__Instruction__
Put every one of the records below into a Markdown table with two columns, No. for the row number and Line for the line itself, one row per line, with blank lines left out.
******
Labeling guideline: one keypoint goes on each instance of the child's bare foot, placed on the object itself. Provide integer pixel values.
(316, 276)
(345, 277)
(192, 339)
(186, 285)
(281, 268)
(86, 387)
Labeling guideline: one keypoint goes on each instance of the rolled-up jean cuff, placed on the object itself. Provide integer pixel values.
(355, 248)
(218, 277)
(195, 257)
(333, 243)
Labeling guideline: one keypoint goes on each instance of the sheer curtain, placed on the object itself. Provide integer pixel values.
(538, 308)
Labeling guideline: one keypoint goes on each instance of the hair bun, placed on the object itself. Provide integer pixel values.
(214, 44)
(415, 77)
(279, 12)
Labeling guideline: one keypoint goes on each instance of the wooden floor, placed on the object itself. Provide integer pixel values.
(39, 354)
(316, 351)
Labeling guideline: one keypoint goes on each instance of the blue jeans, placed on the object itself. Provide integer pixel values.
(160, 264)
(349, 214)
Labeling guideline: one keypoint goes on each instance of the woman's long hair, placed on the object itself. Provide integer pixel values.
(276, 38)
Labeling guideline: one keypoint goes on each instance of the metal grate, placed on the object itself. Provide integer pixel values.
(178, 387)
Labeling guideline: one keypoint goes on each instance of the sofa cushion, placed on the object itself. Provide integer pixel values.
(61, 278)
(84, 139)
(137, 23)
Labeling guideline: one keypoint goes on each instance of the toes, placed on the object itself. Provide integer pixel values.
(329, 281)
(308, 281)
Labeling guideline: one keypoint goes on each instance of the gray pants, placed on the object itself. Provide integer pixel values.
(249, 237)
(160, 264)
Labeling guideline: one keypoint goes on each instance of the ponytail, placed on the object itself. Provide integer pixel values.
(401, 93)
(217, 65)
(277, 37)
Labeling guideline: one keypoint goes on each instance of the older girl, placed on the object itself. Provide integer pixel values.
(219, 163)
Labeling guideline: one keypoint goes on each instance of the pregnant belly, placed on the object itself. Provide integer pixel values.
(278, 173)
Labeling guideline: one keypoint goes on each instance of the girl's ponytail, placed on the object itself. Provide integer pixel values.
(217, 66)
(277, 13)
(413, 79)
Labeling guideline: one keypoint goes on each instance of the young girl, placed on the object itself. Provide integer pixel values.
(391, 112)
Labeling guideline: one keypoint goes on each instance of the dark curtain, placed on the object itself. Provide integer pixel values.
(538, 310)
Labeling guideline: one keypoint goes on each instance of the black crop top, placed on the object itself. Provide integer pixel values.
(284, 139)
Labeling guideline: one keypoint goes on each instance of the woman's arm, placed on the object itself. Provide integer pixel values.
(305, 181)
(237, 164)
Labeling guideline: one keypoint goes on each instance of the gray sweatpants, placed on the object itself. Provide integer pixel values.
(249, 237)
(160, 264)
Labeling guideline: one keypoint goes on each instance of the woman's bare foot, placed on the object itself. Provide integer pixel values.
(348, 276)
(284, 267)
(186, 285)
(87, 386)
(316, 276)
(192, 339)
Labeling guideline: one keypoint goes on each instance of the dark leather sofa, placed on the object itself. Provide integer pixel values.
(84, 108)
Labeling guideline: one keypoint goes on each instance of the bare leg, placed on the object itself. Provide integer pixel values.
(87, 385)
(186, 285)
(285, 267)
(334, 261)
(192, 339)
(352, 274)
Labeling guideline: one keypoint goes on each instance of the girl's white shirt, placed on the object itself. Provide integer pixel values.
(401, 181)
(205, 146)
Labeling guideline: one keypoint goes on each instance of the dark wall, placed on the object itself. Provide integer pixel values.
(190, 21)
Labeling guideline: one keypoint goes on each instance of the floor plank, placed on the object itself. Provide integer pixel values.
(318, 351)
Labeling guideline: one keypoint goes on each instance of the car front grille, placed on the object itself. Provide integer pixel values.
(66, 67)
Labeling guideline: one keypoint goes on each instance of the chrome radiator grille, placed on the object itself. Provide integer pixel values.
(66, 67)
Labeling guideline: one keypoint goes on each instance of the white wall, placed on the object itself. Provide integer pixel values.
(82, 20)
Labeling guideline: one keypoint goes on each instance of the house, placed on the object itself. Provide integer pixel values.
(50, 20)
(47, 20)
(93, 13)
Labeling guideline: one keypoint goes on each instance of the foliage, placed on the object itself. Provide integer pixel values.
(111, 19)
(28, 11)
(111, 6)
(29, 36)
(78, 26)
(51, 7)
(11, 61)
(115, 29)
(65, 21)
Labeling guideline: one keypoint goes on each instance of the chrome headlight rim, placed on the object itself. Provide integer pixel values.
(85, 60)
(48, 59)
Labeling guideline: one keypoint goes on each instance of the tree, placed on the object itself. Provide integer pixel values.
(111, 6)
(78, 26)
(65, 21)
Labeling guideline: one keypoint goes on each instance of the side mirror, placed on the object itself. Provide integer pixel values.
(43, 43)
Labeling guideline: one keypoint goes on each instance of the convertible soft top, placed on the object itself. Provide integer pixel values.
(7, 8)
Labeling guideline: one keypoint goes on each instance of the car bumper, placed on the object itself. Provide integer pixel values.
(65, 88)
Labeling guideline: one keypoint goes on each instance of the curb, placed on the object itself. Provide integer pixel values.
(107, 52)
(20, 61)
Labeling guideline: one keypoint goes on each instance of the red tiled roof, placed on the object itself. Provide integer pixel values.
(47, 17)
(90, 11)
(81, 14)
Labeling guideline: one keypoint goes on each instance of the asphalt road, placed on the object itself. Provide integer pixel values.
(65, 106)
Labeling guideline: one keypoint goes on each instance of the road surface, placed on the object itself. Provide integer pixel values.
******
__Expected answer__
| No. | Line |
|---|---|
| 1 | Labeling guideline: one keypoint goes on each instance of the child's bare foot, placed on the object itself. Provide integer pixel values. |
| 2 | (316, 276) |
| 3 | (345, 277) |
| 4 | (192, 339) |
| 5 | (186, 285) |
| 6 | (281, 268) |
| 7 | (86, 387) |
| 8 | Labeling guideline: one keypoint goes on each instance of the rolled-up jean cuff, placed on the object itself. Provide integer pixel values. |
| 9 | (355, 248) |
| 10 | (218, 277) |
| 11 | (195, 257) |
| 12 | (333, 243) |
| 13 | Labeling guideline: one keypoint goes on each instance of the sheer curtain, placed on the object itself. Provide integer pixel values. |
| 14 | (538, 308) |
| 15 | Labeling guideline: one keypoint goes on each instance of the hair bun, placed on the object itself. Provide integer pixel values. |
| 16 | (214, 44) |
| 17 | (415, 77) |
| 18 | (279, 12) |
| 19 | Labeling guideline: one keypoint goes on each instance of the wooden floor, placed on the object itself. Provide integer pixel values. |
| 20 | (39, 354) |
| 21 | (316, 351) |
| 22 | Labeling guideline: one keypoint goes on each instance of the blue jeans, placed on the object itself. Provide integer pixel values. |
| 23 | (160, 264) |
| 24 | (349, 214) |
| 25 | Labeling guideline: one keypoint goes on each instance of the woman's long hair, placed on the object itself. Provide integer pixel values. |
| 26 | (276, 38) |
| 27 | Labeling guideline: one keypoint goes on each instance of the metal grate, placed on the object itself. Provide integer pixel values. |
| 28 | (178, 387) |
| 29 | Labeling guideline: one keypoint goes on each instance of the sofa cushion, placed on the object itself. Provide integer pixel values. |
| 30 | (61, 278) |
| 31 | (84, 139) |
| 32 | (137, 23) |
| 33 | Labeling guideline: one keypoint goes on each instance of the toes, placed on the object itself. Provide integer pixel values. |
| 34 | (329, 281) |
| 35 | (308, 281) |
| 36 | Labeling guideline: one keypoint goes on each instance of the gray pants, placed on the object itself. Provide integer pixel values. |
| 37 | (249, 237) |
| 38 | (160, 264) |
| 39 | Labeling guideline: one keypoint goes on each instance of the ponytail, placed on the object itself. Provide integer pixel values. |
| 40 | (401, 93) |
| 41 | (217, 65) |
| 42 | (277, 37) |
| 43 | Labeling guideline: one keypoint goes on each instance of the older girl, placed on the object itself. Provide integer pixel values. |
| 44 | (219, 163) |
| 45 | Labeling guideline: one keypoint goes on each instance of the pregnant belly, placed on the object itself. Provide integer pixel values. |
| 46 | (278, 173) |
| 47 | Labeling guideline: one keypoint goes on each instance of the girl's ponytail, placed on the object itself. Provide integer pixel values. |
| 48 | (217, 66) |
| 49 | (277, 13) |
| 50 | (413, 79) |
| 51 | Labeling guideline: one keypoint goes on each instance of the young girl, placed on the object itself. Provide integer pixel values. |
| 52 | (391, 112) |
| 53 | Labeling guideline: one keypoint goes on each instance of the dark curtain, placed on the object itself. Provide integer pixel values. |
| 54 | (538, 310) |
| 55 | Labeling guideline: one keypoint goes on each instance of the black crop top, placed on the object itself. Provide integer pixel values. |
| 56 | (284, 139) |
| 57 | Labeling guideline: one keypoint goes on each instance of the woman's arm, placed on the object itself. Provide integer pixel values. |
| 58 | (305, 181) |
| 59 | (237, 164) |
| 60 | Labeling guideline: one keypoint goes on each instance of the gray sweatpants, placed on the object itself. Provide integer pixel values. |
| 61 | (249, 237) |
| 62 | (160, 264) |
| 63 | Labeling guideline: one keypoint goes on each instance of the woman's bare foot, placed on the object itself. Provide integer pixel values. |
| 64 | (348, 276) |
| 65 | (284, 267) |
| 66 | (186, 285) |
| 67 | (87, 386) |
| 68 | (316, 276) |
| 69 | (192, 339) |
| 70 | Labeling guideline: one keypoint goes on each instance of the dark leather sofa, placed on the object itself. Provide integer pixel values. |
| 71 | (84, 108) |
| 72 | Labeling guideline: one keypoint goes on each instance of the bare leg, placed on the object itself. Provide integer pixel values. |
| 73 | (87, 385) |
| 74 | (186, 285) |
| 75 | (285, 267) |
| 76 | (334, 261) |
| 77 | (192, 339) |
| 78 | (352, 274) |
| 79 | Labeling guideline: one keypoint goes on each instance of the girl's white shirt, placed on the object itself. Provide integer pixel values. |
| 80 | (401, 181) |
| 81 | (205, 146) |
| 82 | Labeling guideline: one keypoint goes on each instance of the dark wall, placed on the object itself. Provide integer pixel values. |
| 83 | (190, 21) |
| 84 | Labeling guideline: one keypoint goes on each instance of the floor plank, placed on the object itself. Provide integer pixel values. |
| 85 | (318, 351) |
| 86 | Labeling guideline: one keypoint goes on each instance of the car front grille, placed on the object itself. Provide integer pixel values. |
| 87 | (66, 67) |
| 88 | Labeling guideline: one keypoint goes on each instance of the chrome radiator grille, placed on the object itself. Provide integer pixel values. |
| 89 | (66, 67) |
| 90 | Labeling guideline: one keypoint goes on each instance of the white wall, placed on the object itself. Provide integer pixel values. |
| 91 | (82, 20) |
| 92 | Labeling guideline: one keypoint goes on each instance of the house, placed on the object itself. Provide integer pixel values. |
| 93 | (50, 20) |
| 94 | (47, 20) |
| 95 | (93, 13) |
| 96 | Labeling guideline: one keypoint goes on each instance of the foliage, placed on the object itself. Provide integer pixel values. |
| 97 | (111, 19) |
| 98 | (28, 11) |
| 99 | (111, 6) |
| 100 | (29, 36) |
| 101 | (78, 26) |
| 102 | (51, 7) |
| 103 | (11, 61) |
| 104 | (115, 29) |
| 105 | (65, 21) |
| 106 | Labeling guideline: one keypoint goes on each instance of the chrome headlight rim, placed on the object itself. Provide integer pixel values. |
| 107 | (85, 60) |
| 108 | (48, 59) |
| 109 | Labeling guideline: one keypoint goes on each instance of the tree, placed on the object itself. Provide integer pixel values. |
| 110 | (111, 6) |
| 111 | (78, 26) |
| 112 | (65, 21) |
| 113 | Labeling guideline: one keypoint goes on each instance of the side mirror, placed on the object itself. Provide integer pixel values. |
| 114 | (43, 43) |
| 115 | Labeling guideline: one keypoint goes on each instance of the convertible soft top, placed on the object itself. Provide integer pixel values. |
| 116 | (7, 8) |
| 117 | Labeling guideline: one keypoint goes on each instance of the car bumper, placed on the object itself. Provide integer pixel values. |
| 118 | (65, 88) |
| 119 | Labeling guideline: one keypoint goes on each instance of the curb, placed on the object itself. Provide integer pixel values. |
| 120 | (107, 52) |
| 121 | (20, 61) |
| 122 | Labeling guideline: one keypoint goes on each instance of the red tiled roof, placed on the object itself. Provide integer pixel values. |
| 123 | (47, 17) |
| 124 | (90, 11) |
| 125 | (81, 14) |
| 126 | Labeling guideline: one keypoint goes on each instance of the asphalt road, placed on the object itself. Provide integer pixel values. |
| 127 | (65, 106) |
| 128 | Labeling guideline: one keypoint goes on each instance of the road surface, placed on the object itself. Provide integer pixel values. |